● 求められる内容:
インド太平洋構想についての文章を読み、次の問いに答えよ。
1. クアッドは何年に、誰と誰の間で始まったとされているか。
2. 文章が挙げるクアッドの4つの協力分野は何か。
3. 筆者は何年から何か年間、北京大学で何の重要性を授業してきたか。

-------- 提示文

日本人とは何か
第94回 インド太平洋の構想と日本の行方
代表理事 小松正之
2021年9月30日
自由で開かれたアジア太平洋地域とは
最近、日本を取り巻く世界の動きが著しく変化しているが、自民党総裁選挙での演説を聞いても日本の存在感が感じられない。
クアッド(Quad)とは自由で開かれたアジア太平洋での協力であるといい2007年安倍晋三とチェイニー副大統領の間で始まったとされる。習近平(清華大学卒業生;下写真参照)主席から始まった中国の一帯一路がアジア、インド洋諸国とアフリカまで伸び、日、米、豪と印の太平洋を越えたインド洋まで含んだため、クアッドは中国を封じ込めることを意図している。
クアッドには4つの協力分野があろう。①政治②経済➂軍事と④環境の分野である。これら4つの分野は全てが関連している。経済発展と環境の改善は密接不可分である。また、中国は、環境は米国との2国間協議を進展させる「てこ」であると発言している。
中国の超名門校清華大学の劉暁峰教授(前列右)と日本学部の学生2016年3月
外交が基本
これらをつなぐ外交力が日本は心もとない。外交は国内の政治と国民の民度の反映で、政治家の力量と国民の民度(教養と理解力)から大きく影響を受ける。
3か国は軍事では日本のプレゼンスを期待するのか。日本国内が外国の要請に応えられないことは厳然たる事実である。北朝鮮が日本の排他的経済水域内にミサイルを落下し、台湾海峡の有事への対応も不明朗である。米国は台湾の独立は支持しないと言っている。
TPPと台湾、中国、米と韓
TPP (環太平洋パートナーシップ協定)に中国が加盟申請し、台湾も申請した。議長国日本は台湾の加盟は支持するが、国内規制が多い中国の早期の加盟は現実的でないとする。
中国が加盟した場合、中国の力がTPP内で優越しよう。米も未加盟であるが、米中間の選択の場合、日本はどちらを選ぶのか。台湾の加盟に関して、アセアン諸国で中国への配慮が必要な国は賛成しない。TPPは全会一致だ。韓国も未加盟である。TPPの将来は決して明るくない。
農林漁業と環境重視へのシフトを
ところで米の秘密外交主義に追随してTPPは日本国民に説明もしないで日本政府が勝手に結んだ協定である。日本でも加盟に反対が強かった。日本の第2次産業と情報・医薬産業の振興政策が強すぎる。振興しても最近は世界に負けて凋落する。第1次産業と自然を破壊するTPPは必要か。行きすぎた経済・産業優先から環境保護主義を強化したらどうか。
私は2012年から5か年間北京大学で農漁業と環境の重要性を授業してきた。

----------------
-------- 提示項目

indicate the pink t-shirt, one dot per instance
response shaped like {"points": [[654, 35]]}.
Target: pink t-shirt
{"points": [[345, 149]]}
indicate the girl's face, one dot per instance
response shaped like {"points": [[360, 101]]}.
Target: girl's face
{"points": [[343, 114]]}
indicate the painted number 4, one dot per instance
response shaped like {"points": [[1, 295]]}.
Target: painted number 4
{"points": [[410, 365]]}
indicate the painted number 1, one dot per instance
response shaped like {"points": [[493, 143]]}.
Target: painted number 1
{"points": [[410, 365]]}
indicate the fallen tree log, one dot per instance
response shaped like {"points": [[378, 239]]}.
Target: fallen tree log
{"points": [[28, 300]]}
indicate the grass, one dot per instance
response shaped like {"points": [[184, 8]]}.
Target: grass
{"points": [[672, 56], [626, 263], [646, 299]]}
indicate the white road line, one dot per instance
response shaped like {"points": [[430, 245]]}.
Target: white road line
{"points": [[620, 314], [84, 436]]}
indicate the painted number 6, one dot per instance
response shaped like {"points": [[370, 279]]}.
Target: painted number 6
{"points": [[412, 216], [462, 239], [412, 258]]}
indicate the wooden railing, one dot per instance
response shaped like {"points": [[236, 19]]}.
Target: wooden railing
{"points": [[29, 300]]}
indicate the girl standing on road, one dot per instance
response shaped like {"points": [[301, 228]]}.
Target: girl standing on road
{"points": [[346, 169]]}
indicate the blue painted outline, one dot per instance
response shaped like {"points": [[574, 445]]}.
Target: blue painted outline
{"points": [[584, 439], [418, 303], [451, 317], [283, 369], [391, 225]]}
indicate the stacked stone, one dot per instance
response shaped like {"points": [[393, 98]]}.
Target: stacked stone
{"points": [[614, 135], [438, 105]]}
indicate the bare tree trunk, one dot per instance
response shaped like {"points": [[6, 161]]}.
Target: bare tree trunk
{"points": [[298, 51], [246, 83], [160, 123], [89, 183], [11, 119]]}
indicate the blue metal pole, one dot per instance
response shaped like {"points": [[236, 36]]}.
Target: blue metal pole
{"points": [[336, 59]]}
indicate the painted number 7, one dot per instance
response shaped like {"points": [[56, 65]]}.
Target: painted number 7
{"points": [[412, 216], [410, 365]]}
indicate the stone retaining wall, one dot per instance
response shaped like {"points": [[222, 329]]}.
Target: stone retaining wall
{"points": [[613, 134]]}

----------------

● 回答:
1. 2007年、安倍晋三とチェイニー副大統領の間で始まったとされている。
2. 政治、経済、軍事、環境の4分野である。
3. 2012年から5か年間、農漁業と環境の重要性を授業してきた。